## Directions for this task
In every one of the records below, swap "paving tile line" for "curb edge" and write the lines out again with nothing else changed. Leave the pictures out of your answer.

───── Records for the exercise

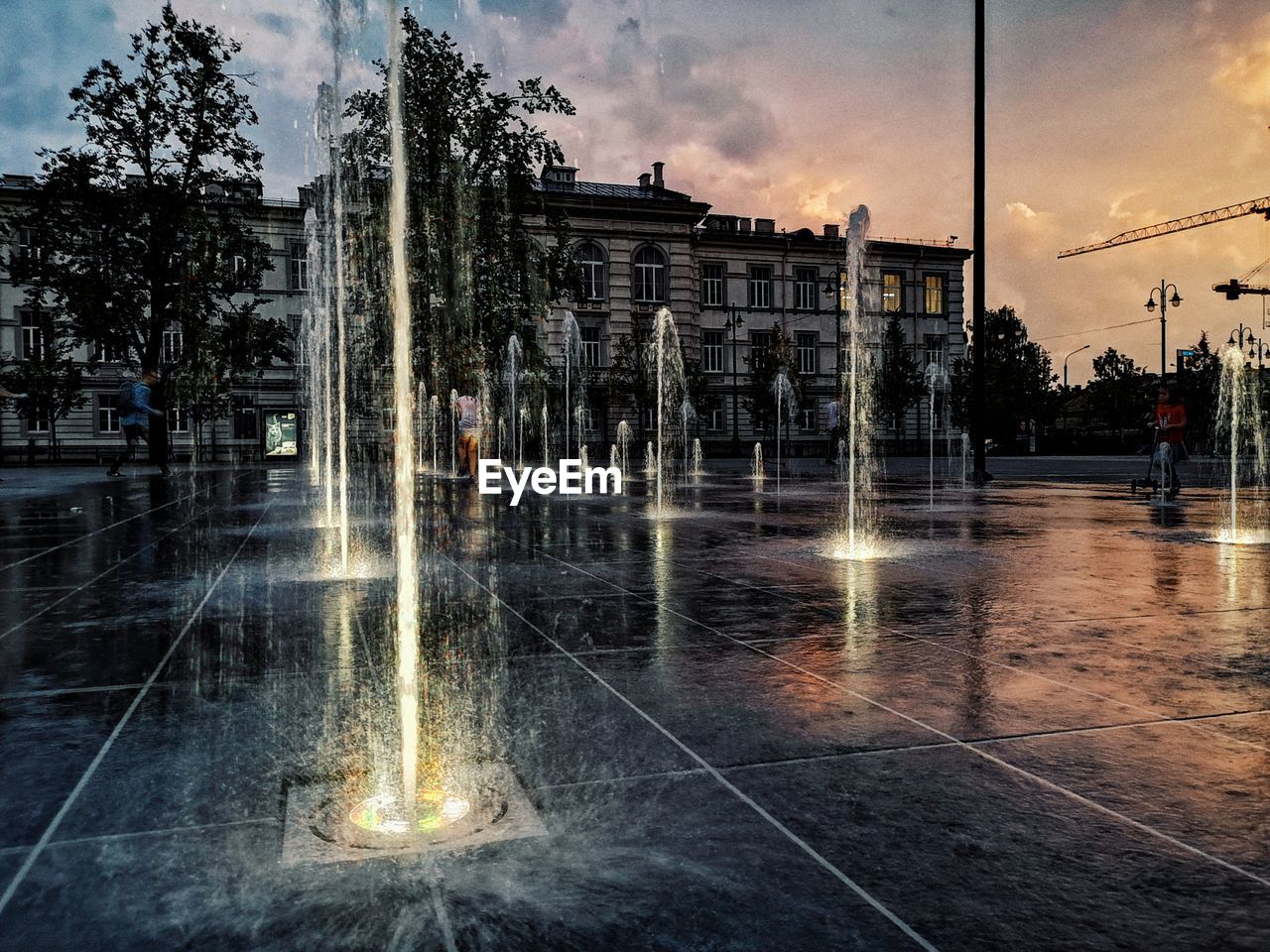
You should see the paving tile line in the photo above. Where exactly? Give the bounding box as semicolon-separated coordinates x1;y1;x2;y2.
0;502;273;916
528;708;1270;796
444;556;938;952
681;566;1270;754
505;537;1270;889
0;477;262;641
0;470;255;572
0;705;1270;856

──────────

## Full solution
You should see the curb edge in the photo above. Where exactly? Give the bounding box as semicolon-separated coordinates x1;y1;x2;y2.
0;502;273;916
528;708;1270;796
444;556;938;952
681;566;1270;754
505;537;1270;889
0;477;262;641
0;470;255;572
0;705;1270;856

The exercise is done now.